■ Artigo ■
· · · ·

Enquanto F. B. parece, com isto, perfilhar o conceito de filosofia como ciência e enquanto eu não lhe contesto tal direito se de facto assim é, - A. C. dir-lhe-ia que não é esse nem outro o meu conceito de filosofia. Mas, para lhe dizer qual é, gostaria que primeiro F. B. me esclarecesse do seu. Até porque já o disse no meu artigo e apenas me compete repisar, re-esclarecer o que lá ficou. Quem precisa de concreta e claramente apresentar uns conceito de filosofia, é portanto F. B. que diz tê-lo e não A. C. Dou-lhe a prioridade que lhe pertence.
1) Enquanto F. B. parece não deixar dúvidas de que alinha numa escola filosófica definida, - A. C. uma vez mais declara não ter escola, clube nem partido filosófico, pedindo no entanto a F. B. que explique o dele, que nomeie o dele, que defina o dele, pois é impossível que um filósofo tão às direitas como F. B. não tenha um ismo de estimação: neo-positivismo, neo-hegelianismo, neo-tomismo, marxismo, personalismo, existencialismo qualquer coisa enfim que lhe fique bem e a gente a saber para ficarmos também muito satisfeitos.
Se acaso é pelo neo-positivismo ou pela filosofia como ciência que torce (e ora nos leva a crer que sim, ora nos leva a crer que não), aproveito para lhe dizer que:
1º) um filósofo que assim entende a filosofia, não deve descer a falar com ignorantes de tão pouca capacidade especulativa;
2º) não deve sequer usar a linguagem de toda a gente, que é esta - a das palavras - mas a linguagem adequada: álgebra, logística, ou lá o que é.

· · · ·

■ Linhas de dados ■
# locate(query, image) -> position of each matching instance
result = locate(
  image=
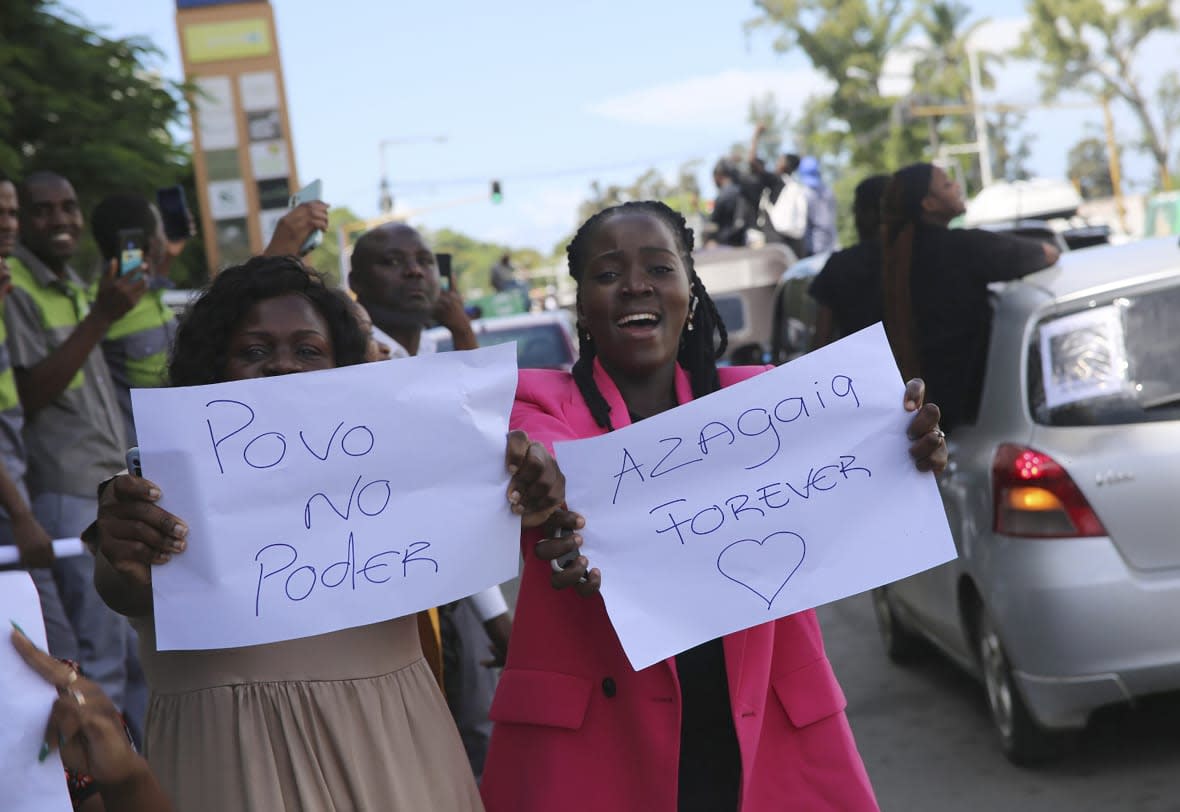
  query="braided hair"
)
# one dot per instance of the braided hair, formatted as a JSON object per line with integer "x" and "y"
{"x": 900, "y": 215}
{"x": 699, "y": 348}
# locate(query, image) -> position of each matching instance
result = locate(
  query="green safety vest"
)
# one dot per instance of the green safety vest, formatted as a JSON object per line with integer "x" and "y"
{"x": 60, "y": 310}
{"x": 137, "y": 345}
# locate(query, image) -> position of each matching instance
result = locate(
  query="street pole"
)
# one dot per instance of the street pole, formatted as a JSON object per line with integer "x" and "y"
{"x": 981, "y": 122}
{"x": 1114, "y": 163}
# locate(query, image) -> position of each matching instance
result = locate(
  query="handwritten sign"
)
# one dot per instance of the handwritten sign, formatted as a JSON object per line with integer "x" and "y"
{"x": 329, "y": 499}
{"x": 26, "y": 784}
{"x": 777, "y": 495}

· · · ·

■ Partes do exercício ■
1 > Transcreva do artigo sobre o conceito de filosofia o trecho entre "1) Enquanto F." e "também muito satisfeitos.", inclusive.
2 > Reescreva todos os registos trocando "one dot per instance" por "one point per instance" e mantendo tudo o resto igual. Deixe as imagens de fora da resposta.
O artigo e os registos provêm de fontes diferentes.

■ Conjunto de respostas ■
1 >
1) Enquanto F. B. parece não deixar dúvidas de que alinha numa escola filosófica definida, - A. C. uma vez mais declara não ter escola, clube nem partido filosófico, pedindo no entanto a F. B. que explique o dele, que nomeie o dele, que defina o dele, pois é impossível que um filósofo tão às direitas como F. B. não tenha um ismo de estimação: neo-positivismo, neo-hegelianismo, neo-tomismo, marxismo, personalismo, existencialismo qualquer coisa enfim que lhe fique bem e a gente a saber para ficarmos também muito satisfeitos.

2 >
# locate(query, image) -> position of each matching instance
result = locate(
  image=
  query="braided hair"
)
# one point per instance of the braided hair, formatted as a JSON object per line with integer "x" and "y"
{"x": 900, "y": 215}
{"x": 699, "y": 348}
# locate(query, image) -> position of each matching instance
result = locate(
  query="green safety vest"
)
# one point per instance of the green safety vest, formatted as a JSON object per line with integer "x" and "y"
{"x": 60, "y": 310}
{"x": 137, "y": 345}
# locate(query, image) -> position of each matching instance
result = locate(
  query="street pole"
)
# one point per instance of the street pole, formatted as a JSON object per line with integer "x" and "y"
{"x": 981, "y": 122}
{"x": 1114, "y": 163}
# locate(query, image) -> position of each matching instance
result = locate(
  query="handwritten sign"
)
# one point per instance of the handwritten sign, formatted as a JSON object per line with integer "x" and "y"
{"x": 329, "y": 499}
{"x": 26, "y": 784}
{"x": 777, "y": 495}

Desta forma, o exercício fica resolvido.